Exercise objective
Rewrite the data from the line containing "query | stack of white pots" through the end, putting "bowls" in place of "pots" and leaving everything else as it is.

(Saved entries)
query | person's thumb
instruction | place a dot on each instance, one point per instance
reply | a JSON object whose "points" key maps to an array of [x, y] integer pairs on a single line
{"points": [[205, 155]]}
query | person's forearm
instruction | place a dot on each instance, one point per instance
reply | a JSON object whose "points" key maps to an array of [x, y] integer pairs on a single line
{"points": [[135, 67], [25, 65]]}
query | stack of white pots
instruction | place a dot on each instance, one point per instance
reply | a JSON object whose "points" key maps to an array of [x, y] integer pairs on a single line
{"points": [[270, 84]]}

Problem solution
query | stack of white bowls
instruction | place a dot on each instance, one point per instance
reply | a JSON object whose "points" key maps to an array of [x, y] integer pairs on a single line
{"points": [[270, 84]]}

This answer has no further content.